- To do -
Records appear below. Give all of them again, exactly.

(Dataset excerpts)
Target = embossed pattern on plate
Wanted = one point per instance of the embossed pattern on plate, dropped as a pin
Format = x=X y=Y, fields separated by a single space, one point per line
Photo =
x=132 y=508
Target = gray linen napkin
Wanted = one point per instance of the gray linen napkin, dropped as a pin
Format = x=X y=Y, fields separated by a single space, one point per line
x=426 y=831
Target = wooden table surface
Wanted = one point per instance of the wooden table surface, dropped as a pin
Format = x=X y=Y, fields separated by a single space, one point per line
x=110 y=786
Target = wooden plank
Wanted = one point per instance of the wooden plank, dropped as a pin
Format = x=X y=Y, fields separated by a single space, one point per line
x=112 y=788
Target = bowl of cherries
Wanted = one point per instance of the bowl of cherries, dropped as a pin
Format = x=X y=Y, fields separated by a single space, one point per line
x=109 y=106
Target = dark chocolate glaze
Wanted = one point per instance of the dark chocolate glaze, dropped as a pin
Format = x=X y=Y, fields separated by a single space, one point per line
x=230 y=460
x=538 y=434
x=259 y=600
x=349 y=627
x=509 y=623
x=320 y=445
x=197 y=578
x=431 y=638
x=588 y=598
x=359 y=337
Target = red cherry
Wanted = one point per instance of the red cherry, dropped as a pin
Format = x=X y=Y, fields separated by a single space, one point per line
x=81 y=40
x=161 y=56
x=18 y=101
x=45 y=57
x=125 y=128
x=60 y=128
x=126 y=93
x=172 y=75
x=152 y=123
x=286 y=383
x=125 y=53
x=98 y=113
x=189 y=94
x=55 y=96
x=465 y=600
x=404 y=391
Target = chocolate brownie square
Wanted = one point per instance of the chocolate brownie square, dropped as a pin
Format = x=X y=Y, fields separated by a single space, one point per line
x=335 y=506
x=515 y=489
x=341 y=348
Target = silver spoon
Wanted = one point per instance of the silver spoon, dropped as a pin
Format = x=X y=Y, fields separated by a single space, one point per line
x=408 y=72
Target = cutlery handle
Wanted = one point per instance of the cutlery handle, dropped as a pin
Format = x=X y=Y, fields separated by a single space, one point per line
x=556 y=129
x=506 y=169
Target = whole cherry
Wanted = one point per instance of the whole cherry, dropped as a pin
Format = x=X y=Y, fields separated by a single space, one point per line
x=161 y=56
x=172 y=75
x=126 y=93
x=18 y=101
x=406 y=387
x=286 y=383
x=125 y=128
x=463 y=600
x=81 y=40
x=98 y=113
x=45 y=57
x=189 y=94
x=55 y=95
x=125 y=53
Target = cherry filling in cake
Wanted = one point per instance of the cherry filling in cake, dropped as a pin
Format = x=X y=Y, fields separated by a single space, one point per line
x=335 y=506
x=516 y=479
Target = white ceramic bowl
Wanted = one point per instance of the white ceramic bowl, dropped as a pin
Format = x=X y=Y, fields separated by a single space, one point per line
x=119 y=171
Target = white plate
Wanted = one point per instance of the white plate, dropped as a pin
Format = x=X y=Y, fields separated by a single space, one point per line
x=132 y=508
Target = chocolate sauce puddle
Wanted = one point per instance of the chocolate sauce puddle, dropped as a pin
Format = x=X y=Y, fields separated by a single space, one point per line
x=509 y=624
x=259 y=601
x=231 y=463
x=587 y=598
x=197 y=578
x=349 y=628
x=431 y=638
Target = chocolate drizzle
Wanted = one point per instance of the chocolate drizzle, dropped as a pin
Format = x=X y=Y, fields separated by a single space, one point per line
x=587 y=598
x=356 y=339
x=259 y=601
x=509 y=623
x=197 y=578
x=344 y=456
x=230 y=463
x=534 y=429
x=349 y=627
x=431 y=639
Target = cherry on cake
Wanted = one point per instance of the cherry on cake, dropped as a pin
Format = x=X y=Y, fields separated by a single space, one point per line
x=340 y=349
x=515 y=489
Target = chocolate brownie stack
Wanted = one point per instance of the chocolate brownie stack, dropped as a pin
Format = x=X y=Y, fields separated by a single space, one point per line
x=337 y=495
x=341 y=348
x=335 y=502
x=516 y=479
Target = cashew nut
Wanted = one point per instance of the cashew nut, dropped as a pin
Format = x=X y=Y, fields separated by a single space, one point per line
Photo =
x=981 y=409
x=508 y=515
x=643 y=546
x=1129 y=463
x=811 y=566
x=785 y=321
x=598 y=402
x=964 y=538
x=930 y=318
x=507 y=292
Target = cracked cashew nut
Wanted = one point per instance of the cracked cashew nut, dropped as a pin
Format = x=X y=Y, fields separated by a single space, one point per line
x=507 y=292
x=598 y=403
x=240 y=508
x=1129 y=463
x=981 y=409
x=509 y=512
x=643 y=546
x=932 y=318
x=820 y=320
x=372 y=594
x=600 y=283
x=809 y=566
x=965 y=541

- Answer section -
Target = embossed pattern on plate
Wanted = one point per instance of the embossed pattern on plate, dropped as a pin
Format = x=X y=Y, fields separated by a single space, one point per line
Photo =
x=132 y=508
Target = gray linen napkin
Wanted = one point per instance of the gray linen napkin, dropped as a pin
Format = x=X y=Y, fields separated by a single space, one point per line
x=426 y=831
Target = wooden table surface
Wanted = one point per instance of the wooden table surface, dropped as a pin
Format = x=X y=Y, fields separated by a single space, one point per line
x=110 y=786
Target = wooden plank
Wanted = one point per instance of the wooden plank, dropped as a pin
Format = x=X y=Y, fields separated by a single space, one point per line
x=112 y=788
Target = bowl of cherries
Wanted = one point per instance of the bowl of cherries, dropped as a pin
Format = x=X y=Y, fields separated by a single space, one point per line
x=109 y=106
Target = dark chocolate glaze
Wanted = one point per instance of the dark chocolate glaze, dropped as a pin
Format = x=X y=Y, fields separated by a single space, one point per line
x=230 y=460
x=538 y=434
x=259 y=600
x=349 y=627
x=509 y=623
x=320 y=445
x=197 y=578
x=431 y=638
x=588 y=598
x=359 y=337
Target = red cherry
Wanted = one point per instance of the red cherry, dropped as a pin
Format = x=X y=Y, fields separated by a single space, one point per line
x=81 y=40
x=161 y=56
x=18 y=101
x=45 y=57
x=125 y=128
x=60 y=128
x=126 y=93
x=172 y=75
x=152 y=123
x=286 y=383
x=125 y=53
x=98 y=113
x=189 y=94
x=55 y=96
x=465 y=600
x=404 y=391
Target = chocolate brownie square
Wanted = one point per instance of the chocolate brownie square, dropped as a pin
Format = x=X y=Y, fields separated by a single space, one point per line
x=335 y=506
x=515 y=489
x=341 y=348
Target = silver spoon
Wanted = one point per instance of the silver spoon, dropped as a pin
Format = x=X y=Y, fields separated by a single space, one point per line
x=408 y=72
Target = cutlery handle
Wanted = one point per instance of the cutlery handle, dropped as a pin
Format = x=X y=Y, fields separated by a single space, one point per line
x=556 y=129
x=506 y=169
Target = whole cherry
Wanted = one point per instance of the whole cherry, dropped as a pin
Format = x=X y=Y, fields separated by a single space, one point per line
x=161 y=56
x=172 y=75
x=126 y=93
x=18 y=101
x=406 y=387
x=286 y=383
x=125 y=128
x=463 y=600
x=81 y=40
x=98 y=113
x=45 y=57
x=189 y=94
x=55 y=95
x=125 y=53
Target = cherry filling in cake
Wanted = one point per instance of the cherry filling in cake, dropped as a pin
Format = x=X y=Y, fields separated by a single space, one point per line
x=335 y=506
x=516 y=479
Target = white ceramic bowl
Wanted = one point per instance of the white ceramic bowl, dropped as a pin
Format = x=X y=Y, fields separated by a single space, one point per line
x=119 y=171
Target = white plate
Wanted = one point per instance of the white plate, dropped as a pin
Format = x=X y=Y, fields separated by a single space, one point per line
x=132 y=508
Target = chocolate sauce puddle
Wanted = one point per instance of the chocolate sauce puddle, dropped as a pin
Format = x=X y=Y, fields separated by a single space, one point per line
x=509 y=624
x=259 y=601
x=231 y=463
x=587 y=598
x=197 y=578
x=349 y=628
x=431 y=638
Target = chocolate drizzle
Wanted = one point per instance of the chocolate drizzle, dropped as a pin
Format = x=X y=Y, fields separated by a single space, one point per line
x=587 y=598
x=356 y=339
x=259 y=601
x=509 y=623
x=197 y=578
x=344 y=456
x=230 y=463
x=534 y=429
x=349 y=627
x=431 y=639
Target = cherry on cake
Wanted = one point per instance of the cherry on cake, dropped as a pin
Format = x=X y=Y, fields separated by a single space, one point per line
x=340 y=349
x=515 y=489
Target = chocolate brownie stack
Wanted = one point per instance of the chocolate brownie stack, dropped as a pin
Format = x=X y=Y, fields separated by a single space, one point per line
x=337 y=495
x=341 y=348
x=335 y=502
x=516 y=479
Target = cashew nut
Wanted = one point per instance of the cashew nut, dropped as a pin
Format = x=X y=Y, fields separated by a single space, one point per line
Photo =
x=981 y=409
x=508 y=515
x=643 y=546
x=1129 y=463
x=811 y=566
x=785 y=321
x=598 y=402
x=964 y=538
x=930 y=318
x=507 y=292
Target = cracked cashew nut
Wanted = one point per instance of the cracked cashew nut, dropped as a pin
Format = x=X y=Y, fields separated by a single space, one point per line
x=507 y=292
x=598 y=403
x=240 y=508
x=1129 y=463
x=981 y=409
x=509 y=512
x=643 y=546
x=932 y=318
x=820 y=320
x=372 y=594
x=600 y=283
x=809 y=566
x=965 y=541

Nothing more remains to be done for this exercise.